### Source extract ###

English kendo master (1939–1991)

Tomio Otani (8 September 1939 - 6 June 1991) was a British master swordsman, kendo master and the first national Coach to the British Kendo Council. He was one of the pioneers of kendo in Britain as the leading student of Kenshiro Abbe. Tomio was described as one of the world's top exponents of martial arts. He was a master of multiple other martial arts, including iaido, iaijutsu, aikido, kobudō and grew up learning judo and was also the founder of the Yodokan philosophy. Tomio Otani is the brother of Robin Otani and the son of Masutaro Otani.

== Biography ==
Tomio Otani was born in London in 1939 as the eldest son of judo master Masutaro Otani. Growing up, Tomio learnt judo from his father. At 15 Tomio began learning Kendo from Kenshiro Abbe and became his leading kendo student. Tomio was a follower of Abbe's Kyūshindō philosophy and founded his own Yodokan philosophy. Tomio Otani defined Kyūshindō as "the accumulation of effort in a steady motion about the radius and center of gravity." He then became a teacher of kendo, the bayonet arts and other budo to many students. He was also a master of aikido but never took a grading.

Tomio was awarded his 3rd Dan in 1969 and eventually reached 5th dan. Students said, regarding his kendo: "Tomio was so fast that when we had competition, he would hit you several times with the shinai while you were thinking about hitting him." At the beginning of 1990, Tomio's health started to deteriorate and he was diagnosed with stomach cancer. Tomio Otani died on 6 June 1991.

### Data for analysis ###

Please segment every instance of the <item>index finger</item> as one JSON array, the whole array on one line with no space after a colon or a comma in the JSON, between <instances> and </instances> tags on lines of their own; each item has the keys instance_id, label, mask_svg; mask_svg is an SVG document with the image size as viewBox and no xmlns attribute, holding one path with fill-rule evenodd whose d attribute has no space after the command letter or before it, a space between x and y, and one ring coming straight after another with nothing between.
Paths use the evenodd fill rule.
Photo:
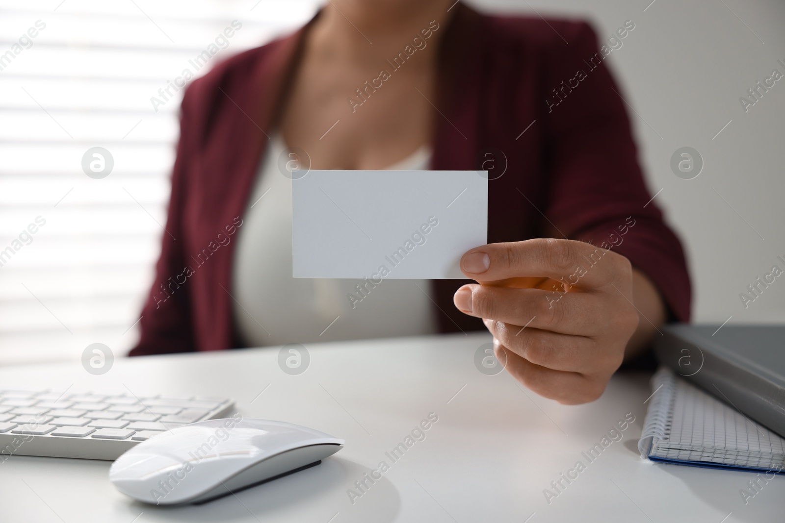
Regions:
<instances>
[{"instance_id":1,"label":"index finger","mask_svg":"<svg viewBox=\"0 0 785 523\"><path fill-rule=\"evenodd\" d=\"M597 288L615 281L626 258L584 242L535 238L489 243L461 258L461 271L480 282L511 278L547 276L563 283Z\"/></svg>"}]
</instances>

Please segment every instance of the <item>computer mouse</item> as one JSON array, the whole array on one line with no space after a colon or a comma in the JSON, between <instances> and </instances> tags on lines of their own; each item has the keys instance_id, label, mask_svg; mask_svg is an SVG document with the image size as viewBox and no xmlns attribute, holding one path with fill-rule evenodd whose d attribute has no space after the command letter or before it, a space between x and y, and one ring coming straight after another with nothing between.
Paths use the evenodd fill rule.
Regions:
<instances>
[{"instance_id":1,"label":"computer mouse","mask_svg":"<svg viewBox=\"0 0 785 523\"><path fill-rule=\"evenodd\" d=\"M145 503L199 503L318 465L344 443L305 427L237 414L142 441L112 463L109 480Z\"/></svg>"}]
</instances>

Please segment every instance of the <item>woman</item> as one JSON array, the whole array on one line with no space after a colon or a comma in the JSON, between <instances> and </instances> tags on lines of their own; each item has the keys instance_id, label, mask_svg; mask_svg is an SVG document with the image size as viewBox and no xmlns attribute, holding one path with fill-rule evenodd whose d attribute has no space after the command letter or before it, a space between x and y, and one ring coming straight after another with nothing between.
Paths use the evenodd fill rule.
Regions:
<instances>
[{"instance_id":1,"label":"woman","mask_svg":"<svg viewBox=\"0 0 785 523\"><path fill-rule=\"evenodd\" d=\"M597 398L690 302L604 56L583 23L333 0L217 66L183 100L131 354L487 328L529 388ZM290 154L312 169L488 169L489 245L462 259L477 283L385 281L349 312L356 282L294 280Z\"/></svg>"}]
</instances>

###

Problem 1: According to the Tomio Otani biography, at what age did he begin learning kendo?
Problem 2:
Does each statement agree with the Tomio Otani biography? Answer yes or no, and quote the words that decide it.
(a) Tomio Otani was born in London.
(b) He held a formal grading in aikido.
(c) He was diagnosed with lung cancer.
Problem 3: Copy, word for word, the part of the Tomio Otani biography that begins with the words containing "Tomio Otani (8" and ends with "of Masutaro Otani.".
Use only the Tomio Otani biography; the rows are not needed.

Result 1: At 15.

Result 2:
(a) Yes: "Tomio Otani was born in London in 1939"
(b) No: "He was also a master of aikido but never took a grading."
(c) No: "he was diagnosed with stomach cancer"

Result 3:
Tomio Otani (8 September 1939 - 6 June 1991) was a British master swordsman, kendo master and the first national Coach to the British Kendo Council. He was one of the pioneers of kendo in Britain as the leading student of Kenshiro Abbe. Tomio was described as one of the world's top exponents of martial arts. He was a master of multiple other martial arts, including iaido, iaijutsu, aikido, kobudō and grew up learning judo and was also the founder of the Yodokan philosophy. Tomio Otani is the brother of Robin Otani and the son of Masutaro Otani.